══ Texto extraído ══

Cabe a cada comunidade eclesial perguntar quais são os grupos humanos ou as categorias sociais que merecem atenção especial e lhes dar prioridade no trabalho de evangelização. Entre esses grupos estão: pessoas vivendo na periferia de nossas cidades, indígenas e afrodescendentes, intelectuais, artistas, políticos, formadores de opinião, esportistas, trabalhadores com grande mobilidade, nômades, pessoas com deficiência etc. Importa ir ao encontro deles, não apenas nas famílias e nas residências, nas periferias existenciais, mas também em todos os ambientes.
juventude merece atenção especial. Uma Igreja sem jovens é uma Igreja sem futuro. A CNBB motiva e norteia os projetos de evangelização da juventude. A crescente participação do Brasil nas Jornadas Mundiais da Juventude, e especialmente os frutos da Jornada realizada no Rio de Janeiro têm mostrado, ao lado dos outros projetos pastorais, a força evangelizadora dos jovens e sua significativa predisposição para as iniciativas missionárias e serviços voluntários. O atual projeto “300 anos de bênçãos: com a Mãe Aparecida – Juventude em Missão” vem reforçar a dimensão missionária na formação dos jovens.

═══
══ Dados extraídos ══

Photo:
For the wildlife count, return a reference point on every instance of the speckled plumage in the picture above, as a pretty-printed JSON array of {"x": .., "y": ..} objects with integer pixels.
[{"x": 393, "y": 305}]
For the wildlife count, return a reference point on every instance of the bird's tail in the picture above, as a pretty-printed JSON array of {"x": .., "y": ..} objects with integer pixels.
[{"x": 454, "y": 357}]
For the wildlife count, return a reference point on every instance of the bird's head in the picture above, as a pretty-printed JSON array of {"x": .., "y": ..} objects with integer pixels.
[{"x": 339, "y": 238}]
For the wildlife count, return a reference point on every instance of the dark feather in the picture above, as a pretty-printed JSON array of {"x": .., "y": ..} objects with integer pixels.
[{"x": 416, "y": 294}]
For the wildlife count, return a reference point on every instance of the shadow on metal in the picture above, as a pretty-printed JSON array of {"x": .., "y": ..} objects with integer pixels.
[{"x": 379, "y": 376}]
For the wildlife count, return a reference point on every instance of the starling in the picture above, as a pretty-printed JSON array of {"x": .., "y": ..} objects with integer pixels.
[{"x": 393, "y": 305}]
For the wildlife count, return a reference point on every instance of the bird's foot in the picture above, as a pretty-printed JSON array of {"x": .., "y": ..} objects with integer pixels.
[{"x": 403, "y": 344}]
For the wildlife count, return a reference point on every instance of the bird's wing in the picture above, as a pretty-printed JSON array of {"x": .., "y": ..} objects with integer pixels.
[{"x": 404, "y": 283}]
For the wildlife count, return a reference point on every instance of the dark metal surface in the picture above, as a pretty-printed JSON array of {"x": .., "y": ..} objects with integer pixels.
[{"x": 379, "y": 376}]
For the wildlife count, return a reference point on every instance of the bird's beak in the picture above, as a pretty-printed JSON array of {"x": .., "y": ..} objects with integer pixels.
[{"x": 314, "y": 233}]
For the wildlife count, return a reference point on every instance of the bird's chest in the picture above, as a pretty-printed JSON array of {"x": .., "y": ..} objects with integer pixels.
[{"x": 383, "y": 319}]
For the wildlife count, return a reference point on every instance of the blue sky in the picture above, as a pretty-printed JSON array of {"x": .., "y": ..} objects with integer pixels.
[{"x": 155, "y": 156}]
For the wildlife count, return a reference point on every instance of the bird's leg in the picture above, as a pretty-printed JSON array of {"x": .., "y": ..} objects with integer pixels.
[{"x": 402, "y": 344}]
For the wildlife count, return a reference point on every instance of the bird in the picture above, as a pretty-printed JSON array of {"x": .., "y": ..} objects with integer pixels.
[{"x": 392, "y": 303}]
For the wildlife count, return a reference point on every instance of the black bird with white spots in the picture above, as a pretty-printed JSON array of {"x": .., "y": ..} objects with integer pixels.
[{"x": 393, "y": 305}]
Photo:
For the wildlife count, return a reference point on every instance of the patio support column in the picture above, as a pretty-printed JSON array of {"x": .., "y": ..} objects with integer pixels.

═══

*Requisitos*. Cite literalmente o trecho do texto sobre evangelização que se inicia nas palavras "juventude merece atenção especial." e termina logo após "formação dos jovens.".

*Resultado do exercício*.
juventude merece atenção especial. Uma Igreja sem jovens é uma Igreja sem futuro. A CNBB motiva e norteia os projetos de evangelização da juventude. A crescente participação do Brasil nas Jornadas Mundiais da Juventude, e especialmente os frutos da Jornada realizada no Rio de Janeiro têm mostrado, ao lado dos outros projetos pastorais, a força evangelizadora dos jovens e sua significativa predisposição para as iniciativas missionárias e serviços voluntários. O atual projeto “300 anos de bênçãos: com a Mãe Aparecida – Juventude em Missão” vem reforçar a dimensão missionária na formação dos jovens.